Write out the data below word for word, starting at the line containing "formatted like [4,459]." and ending at the final line of the data. Include both of those lines.

[Position identification records]
+ + +

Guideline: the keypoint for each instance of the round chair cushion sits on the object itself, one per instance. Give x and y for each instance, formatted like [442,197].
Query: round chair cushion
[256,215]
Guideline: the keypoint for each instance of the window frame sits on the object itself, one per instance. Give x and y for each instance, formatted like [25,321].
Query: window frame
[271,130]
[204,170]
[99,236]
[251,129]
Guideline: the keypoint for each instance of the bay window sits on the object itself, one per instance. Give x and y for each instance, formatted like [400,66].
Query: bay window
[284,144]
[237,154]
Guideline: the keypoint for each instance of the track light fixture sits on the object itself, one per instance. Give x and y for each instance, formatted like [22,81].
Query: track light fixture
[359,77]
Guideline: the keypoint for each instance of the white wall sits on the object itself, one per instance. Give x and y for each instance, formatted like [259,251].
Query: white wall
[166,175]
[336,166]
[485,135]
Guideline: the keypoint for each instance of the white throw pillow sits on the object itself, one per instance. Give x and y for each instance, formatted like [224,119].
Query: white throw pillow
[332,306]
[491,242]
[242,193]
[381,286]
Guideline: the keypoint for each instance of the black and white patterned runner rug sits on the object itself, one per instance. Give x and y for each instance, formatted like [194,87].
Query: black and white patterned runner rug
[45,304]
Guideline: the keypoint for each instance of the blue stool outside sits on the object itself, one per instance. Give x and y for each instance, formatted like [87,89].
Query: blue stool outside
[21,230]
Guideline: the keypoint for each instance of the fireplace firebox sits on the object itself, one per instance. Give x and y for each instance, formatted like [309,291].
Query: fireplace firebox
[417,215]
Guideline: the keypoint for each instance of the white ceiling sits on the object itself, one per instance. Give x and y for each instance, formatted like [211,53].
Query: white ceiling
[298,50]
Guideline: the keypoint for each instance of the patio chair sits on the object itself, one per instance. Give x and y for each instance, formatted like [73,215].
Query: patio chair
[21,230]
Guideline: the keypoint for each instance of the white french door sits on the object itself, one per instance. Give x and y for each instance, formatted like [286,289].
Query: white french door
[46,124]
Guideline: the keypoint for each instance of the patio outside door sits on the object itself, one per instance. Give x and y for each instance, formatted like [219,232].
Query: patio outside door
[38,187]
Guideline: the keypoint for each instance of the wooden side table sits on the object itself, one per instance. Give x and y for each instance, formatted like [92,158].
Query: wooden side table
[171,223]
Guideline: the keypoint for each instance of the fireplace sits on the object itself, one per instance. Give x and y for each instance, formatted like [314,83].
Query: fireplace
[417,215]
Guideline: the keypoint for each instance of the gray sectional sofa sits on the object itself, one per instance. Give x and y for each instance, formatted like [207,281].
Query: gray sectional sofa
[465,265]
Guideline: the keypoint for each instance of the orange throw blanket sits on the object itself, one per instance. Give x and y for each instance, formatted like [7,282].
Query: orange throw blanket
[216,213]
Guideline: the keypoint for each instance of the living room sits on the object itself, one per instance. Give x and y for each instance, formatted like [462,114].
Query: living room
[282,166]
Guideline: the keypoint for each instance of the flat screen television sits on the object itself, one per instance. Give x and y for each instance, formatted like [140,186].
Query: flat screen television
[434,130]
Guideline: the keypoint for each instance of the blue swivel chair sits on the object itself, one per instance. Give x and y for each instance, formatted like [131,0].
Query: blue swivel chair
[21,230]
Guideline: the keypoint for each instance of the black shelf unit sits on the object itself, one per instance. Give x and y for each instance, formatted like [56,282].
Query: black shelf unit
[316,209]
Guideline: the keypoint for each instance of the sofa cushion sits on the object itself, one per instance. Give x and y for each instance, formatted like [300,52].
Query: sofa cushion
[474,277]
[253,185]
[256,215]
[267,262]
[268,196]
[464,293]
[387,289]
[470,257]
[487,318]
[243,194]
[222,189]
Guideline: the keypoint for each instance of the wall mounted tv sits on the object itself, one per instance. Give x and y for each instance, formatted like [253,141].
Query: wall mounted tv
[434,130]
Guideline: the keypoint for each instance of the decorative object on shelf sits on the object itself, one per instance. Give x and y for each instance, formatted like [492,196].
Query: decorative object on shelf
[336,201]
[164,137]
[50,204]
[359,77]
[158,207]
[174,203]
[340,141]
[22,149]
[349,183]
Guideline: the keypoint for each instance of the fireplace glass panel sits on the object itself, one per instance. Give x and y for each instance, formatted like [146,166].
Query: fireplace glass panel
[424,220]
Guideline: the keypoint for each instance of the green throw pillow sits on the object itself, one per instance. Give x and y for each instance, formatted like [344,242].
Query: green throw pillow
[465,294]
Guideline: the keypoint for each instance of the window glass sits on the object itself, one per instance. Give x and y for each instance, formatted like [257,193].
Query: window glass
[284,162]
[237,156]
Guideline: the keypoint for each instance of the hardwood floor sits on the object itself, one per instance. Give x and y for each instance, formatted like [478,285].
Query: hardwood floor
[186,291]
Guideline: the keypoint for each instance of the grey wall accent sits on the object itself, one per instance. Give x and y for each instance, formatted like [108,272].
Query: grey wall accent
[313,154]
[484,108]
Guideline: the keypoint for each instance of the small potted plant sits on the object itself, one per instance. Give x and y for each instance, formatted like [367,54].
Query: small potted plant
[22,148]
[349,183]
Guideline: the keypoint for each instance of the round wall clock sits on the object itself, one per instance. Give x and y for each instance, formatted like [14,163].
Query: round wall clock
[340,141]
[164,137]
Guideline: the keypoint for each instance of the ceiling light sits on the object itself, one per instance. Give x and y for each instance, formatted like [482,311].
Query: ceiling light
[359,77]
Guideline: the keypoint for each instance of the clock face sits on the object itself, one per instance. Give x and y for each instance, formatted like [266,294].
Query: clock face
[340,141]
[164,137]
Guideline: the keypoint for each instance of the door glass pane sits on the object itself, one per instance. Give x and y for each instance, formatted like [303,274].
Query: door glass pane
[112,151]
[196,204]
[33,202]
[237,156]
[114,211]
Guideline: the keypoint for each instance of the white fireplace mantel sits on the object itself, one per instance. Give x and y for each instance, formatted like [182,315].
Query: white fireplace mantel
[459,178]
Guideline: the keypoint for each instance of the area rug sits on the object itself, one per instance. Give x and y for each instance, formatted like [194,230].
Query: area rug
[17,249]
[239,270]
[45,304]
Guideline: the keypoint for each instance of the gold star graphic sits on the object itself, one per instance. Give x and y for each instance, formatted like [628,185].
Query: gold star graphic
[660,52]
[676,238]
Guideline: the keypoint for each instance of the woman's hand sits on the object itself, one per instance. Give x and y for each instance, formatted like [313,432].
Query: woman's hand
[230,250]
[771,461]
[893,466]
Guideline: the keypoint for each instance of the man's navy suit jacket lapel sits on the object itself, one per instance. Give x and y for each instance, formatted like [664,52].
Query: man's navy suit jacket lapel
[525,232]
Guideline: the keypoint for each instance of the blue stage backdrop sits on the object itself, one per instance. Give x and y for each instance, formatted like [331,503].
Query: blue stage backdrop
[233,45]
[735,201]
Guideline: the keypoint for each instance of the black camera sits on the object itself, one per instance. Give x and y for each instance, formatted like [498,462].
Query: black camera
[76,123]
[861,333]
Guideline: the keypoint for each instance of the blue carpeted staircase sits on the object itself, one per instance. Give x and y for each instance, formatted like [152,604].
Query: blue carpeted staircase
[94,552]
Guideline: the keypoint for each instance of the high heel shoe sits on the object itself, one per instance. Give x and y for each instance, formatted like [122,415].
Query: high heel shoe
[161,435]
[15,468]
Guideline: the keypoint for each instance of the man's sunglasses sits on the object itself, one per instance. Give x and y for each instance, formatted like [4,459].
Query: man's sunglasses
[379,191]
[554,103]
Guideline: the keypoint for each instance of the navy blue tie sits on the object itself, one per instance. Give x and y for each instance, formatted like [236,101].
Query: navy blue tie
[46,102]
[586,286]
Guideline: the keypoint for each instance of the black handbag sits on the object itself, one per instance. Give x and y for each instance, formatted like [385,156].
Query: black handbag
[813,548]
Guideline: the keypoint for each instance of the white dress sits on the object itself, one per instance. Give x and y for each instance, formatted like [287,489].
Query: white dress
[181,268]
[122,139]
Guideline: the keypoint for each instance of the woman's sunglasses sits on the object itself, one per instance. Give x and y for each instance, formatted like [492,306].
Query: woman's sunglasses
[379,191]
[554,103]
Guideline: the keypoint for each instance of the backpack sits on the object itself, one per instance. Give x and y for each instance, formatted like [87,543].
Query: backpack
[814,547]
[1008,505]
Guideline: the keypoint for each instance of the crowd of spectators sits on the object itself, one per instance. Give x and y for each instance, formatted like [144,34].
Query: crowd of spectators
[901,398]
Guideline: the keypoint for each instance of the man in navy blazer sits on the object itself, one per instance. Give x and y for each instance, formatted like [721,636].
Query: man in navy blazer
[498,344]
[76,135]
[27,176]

+ + +

■ Expected output ■
Guideline: the keypoint for each instance of the man's sunglasses sits on the object itself, one per instance. Give x and y for each instance, formatted like [4,459].
Query: man's sunglasses
[379,191]
[554,103]
Guideline: the keypoint for each instance of the navy blue tie sits on the object itself, one per instance. Give x and y for each instance, formatted like [236,101].
Query: navy blue tie
[46,102]
[586,286]
Guideline: the keypoint for each instance of the black handbag sits on the object itself, one per instance. Give x and y for each instance, formatted like [385,156].
Query: black handbag
[813,548]
Guideline: the keypoint for each instance of the white dress sits on the object itself, one per instance. Give x and y for each instance, formatted like [287,489].
Query: white dress
[181,268]
[122,139]
Guideline: the keypoint for each instance of the woman's sunglasses sits on the object itself, one per instance. Give x and y for each instance, formatted like [492,306].
Query: woman's sunglasses
[379,191]
[554,103]
Guideline: the keypoint for each instance of the backpack sits on the object itself, one per instance. Give x and y for each instance, formatted like [87,543].
Query: backpack
[814,547]
[1008,505]
Guideline: the keypoint for each instance of the crowd of spectators sits on the object itself, one per instance. Give x and y for each instance, formatted like [144,34].
Query: crowd of spectators
[901,398]
Guideline: the keypoint for each instance of the man in navy blazer sits on the object itself, one per instance. Give x and y for each instance, formatted like [721,636].
Query: man in navy blazer
[498,344]
[76,135]
[27,176]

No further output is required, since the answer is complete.